● **Task to complete**:
For the listing that follows, report how many lines contain the string "every", giving the number alone.

● **Entries provided**:
········

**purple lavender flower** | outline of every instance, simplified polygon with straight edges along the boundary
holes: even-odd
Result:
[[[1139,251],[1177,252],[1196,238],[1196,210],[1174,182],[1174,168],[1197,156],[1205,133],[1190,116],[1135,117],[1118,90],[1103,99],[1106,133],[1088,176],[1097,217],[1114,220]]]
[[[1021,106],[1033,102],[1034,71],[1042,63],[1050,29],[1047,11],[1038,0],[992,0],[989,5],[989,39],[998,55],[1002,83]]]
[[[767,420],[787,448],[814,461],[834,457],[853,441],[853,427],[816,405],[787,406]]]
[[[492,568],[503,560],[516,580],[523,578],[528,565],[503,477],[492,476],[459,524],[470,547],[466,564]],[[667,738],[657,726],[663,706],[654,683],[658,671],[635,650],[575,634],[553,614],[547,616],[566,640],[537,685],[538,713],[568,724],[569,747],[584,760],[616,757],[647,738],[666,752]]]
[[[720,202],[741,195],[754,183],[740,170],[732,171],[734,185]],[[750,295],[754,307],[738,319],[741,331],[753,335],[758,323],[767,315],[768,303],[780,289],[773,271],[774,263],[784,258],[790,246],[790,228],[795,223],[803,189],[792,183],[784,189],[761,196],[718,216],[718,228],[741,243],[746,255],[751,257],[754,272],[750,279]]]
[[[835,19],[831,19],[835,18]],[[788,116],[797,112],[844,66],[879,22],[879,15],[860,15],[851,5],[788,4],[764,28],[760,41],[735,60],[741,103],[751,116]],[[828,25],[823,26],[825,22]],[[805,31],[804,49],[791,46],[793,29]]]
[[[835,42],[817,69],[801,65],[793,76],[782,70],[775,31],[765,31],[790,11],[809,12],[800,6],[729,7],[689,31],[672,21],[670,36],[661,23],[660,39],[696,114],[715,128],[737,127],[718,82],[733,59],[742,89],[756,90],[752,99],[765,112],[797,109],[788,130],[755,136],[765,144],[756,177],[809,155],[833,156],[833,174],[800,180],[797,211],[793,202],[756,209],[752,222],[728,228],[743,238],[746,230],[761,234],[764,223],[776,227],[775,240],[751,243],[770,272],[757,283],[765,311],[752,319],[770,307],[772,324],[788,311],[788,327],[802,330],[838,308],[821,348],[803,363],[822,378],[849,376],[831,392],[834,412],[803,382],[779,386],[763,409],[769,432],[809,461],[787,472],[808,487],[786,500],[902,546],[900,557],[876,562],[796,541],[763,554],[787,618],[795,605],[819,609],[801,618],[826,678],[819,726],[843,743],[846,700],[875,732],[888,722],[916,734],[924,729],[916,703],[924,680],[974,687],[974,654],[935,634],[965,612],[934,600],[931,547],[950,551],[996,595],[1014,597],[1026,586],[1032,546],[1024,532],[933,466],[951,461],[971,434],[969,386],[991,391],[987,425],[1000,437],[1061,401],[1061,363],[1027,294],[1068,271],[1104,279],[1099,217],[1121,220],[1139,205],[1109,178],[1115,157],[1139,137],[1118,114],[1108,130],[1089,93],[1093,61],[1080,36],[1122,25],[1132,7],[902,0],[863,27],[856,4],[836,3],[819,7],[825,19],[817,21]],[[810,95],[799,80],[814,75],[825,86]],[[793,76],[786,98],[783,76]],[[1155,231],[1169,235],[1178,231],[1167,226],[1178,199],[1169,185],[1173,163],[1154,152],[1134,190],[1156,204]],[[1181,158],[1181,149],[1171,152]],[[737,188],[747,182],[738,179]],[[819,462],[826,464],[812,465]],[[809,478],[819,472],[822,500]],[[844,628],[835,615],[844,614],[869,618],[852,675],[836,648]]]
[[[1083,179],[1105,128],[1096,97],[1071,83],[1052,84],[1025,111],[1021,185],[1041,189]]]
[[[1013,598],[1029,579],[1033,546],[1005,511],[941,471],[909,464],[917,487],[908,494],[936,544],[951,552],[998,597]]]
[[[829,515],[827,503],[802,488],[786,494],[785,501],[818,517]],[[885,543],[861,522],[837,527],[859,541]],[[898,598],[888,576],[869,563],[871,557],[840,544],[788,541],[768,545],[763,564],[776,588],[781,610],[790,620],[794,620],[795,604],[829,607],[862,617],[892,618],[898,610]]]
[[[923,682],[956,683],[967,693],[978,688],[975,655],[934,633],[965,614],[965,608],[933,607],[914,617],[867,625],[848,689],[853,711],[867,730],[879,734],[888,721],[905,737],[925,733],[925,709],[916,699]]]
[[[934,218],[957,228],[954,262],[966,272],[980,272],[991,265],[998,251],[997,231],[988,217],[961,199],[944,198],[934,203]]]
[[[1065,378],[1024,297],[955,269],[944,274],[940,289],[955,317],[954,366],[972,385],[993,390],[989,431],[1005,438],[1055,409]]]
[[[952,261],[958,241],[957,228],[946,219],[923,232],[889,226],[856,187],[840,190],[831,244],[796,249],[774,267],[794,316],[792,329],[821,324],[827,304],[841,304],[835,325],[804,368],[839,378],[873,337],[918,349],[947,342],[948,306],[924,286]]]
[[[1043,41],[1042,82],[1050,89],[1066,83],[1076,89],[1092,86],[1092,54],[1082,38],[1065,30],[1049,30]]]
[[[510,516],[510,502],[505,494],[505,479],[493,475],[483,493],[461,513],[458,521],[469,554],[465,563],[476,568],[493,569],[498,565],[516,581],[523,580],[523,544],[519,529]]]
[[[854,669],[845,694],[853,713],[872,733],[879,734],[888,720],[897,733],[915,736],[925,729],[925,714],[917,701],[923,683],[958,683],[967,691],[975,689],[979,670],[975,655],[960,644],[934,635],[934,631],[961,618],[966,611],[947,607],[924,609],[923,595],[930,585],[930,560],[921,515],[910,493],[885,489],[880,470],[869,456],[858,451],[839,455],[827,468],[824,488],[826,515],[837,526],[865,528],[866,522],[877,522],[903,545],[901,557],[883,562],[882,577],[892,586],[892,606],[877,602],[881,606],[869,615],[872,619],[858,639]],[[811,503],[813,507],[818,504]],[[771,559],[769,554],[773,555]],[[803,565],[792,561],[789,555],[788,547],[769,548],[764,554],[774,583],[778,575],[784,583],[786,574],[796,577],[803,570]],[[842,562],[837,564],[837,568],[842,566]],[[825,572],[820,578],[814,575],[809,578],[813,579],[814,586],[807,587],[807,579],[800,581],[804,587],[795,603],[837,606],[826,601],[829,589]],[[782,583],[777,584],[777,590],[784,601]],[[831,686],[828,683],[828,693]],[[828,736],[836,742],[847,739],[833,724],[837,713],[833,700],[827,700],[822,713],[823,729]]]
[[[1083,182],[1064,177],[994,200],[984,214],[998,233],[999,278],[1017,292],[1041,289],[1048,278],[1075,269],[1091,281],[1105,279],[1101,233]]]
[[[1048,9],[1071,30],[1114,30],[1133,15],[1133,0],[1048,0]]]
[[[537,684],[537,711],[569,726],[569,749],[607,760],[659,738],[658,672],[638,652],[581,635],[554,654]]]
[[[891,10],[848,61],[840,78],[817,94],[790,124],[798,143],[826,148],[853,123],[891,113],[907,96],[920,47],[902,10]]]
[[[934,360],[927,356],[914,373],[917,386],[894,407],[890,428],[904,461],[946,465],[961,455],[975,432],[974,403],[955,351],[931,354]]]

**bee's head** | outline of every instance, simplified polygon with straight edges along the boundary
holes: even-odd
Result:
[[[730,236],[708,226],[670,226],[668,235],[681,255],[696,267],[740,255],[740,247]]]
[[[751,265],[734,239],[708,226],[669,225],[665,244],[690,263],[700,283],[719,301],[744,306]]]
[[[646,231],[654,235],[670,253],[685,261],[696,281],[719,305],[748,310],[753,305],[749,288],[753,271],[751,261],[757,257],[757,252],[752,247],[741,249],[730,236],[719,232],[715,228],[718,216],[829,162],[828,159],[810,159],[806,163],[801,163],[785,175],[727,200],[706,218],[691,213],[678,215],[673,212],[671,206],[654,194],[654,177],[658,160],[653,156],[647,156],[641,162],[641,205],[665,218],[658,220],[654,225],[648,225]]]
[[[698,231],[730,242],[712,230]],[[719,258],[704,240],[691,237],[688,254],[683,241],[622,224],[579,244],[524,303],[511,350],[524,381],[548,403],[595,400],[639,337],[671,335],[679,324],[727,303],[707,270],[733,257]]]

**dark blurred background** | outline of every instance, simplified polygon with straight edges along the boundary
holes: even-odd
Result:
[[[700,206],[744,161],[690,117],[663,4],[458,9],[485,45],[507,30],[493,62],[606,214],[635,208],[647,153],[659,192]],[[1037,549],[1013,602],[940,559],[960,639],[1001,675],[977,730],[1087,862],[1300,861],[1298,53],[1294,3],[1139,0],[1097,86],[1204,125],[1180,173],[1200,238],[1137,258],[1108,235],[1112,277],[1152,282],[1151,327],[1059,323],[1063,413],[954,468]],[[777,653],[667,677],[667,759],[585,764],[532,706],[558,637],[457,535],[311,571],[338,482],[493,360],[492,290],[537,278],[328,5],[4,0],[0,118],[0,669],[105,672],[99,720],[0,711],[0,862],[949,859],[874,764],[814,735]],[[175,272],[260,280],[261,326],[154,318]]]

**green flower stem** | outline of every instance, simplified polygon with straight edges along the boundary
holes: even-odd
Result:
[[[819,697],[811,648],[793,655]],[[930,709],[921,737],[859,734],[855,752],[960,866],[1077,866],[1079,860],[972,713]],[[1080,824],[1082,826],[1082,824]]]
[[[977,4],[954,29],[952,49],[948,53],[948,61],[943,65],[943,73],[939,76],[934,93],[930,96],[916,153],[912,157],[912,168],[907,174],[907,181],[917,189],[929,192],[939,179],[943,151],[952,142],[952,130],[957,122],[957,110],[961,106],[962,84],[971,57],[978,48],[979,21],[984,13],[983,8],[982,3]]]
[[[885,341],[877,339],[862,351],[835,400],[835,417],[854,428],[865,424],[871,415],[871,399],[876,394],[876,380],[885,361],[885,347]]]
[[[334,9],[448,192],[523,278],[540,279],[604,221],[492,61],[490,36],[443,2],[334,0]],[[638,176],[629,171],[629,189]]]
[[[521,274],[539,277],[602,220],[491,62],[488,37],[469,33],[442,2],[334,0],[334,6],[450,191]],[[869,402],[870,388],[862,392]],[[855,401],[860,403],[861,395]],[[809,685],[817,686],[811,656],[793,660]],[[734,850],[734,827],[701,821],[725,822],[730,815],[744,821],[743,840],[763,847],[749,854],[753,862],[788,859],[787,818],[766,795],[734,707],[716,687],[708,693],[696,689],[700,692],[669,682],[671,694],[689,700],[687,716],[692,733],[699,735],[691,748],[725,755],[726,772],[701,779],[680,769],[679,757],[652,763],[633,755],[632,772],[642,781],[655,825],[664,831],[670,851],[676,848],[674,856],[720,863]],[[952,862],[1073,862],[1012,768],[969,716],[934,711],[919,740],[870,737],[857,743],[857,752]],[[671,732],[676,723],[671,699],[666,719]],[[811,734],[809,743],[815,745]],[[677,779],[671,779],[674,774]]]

········

● **Solution to this problem**:
4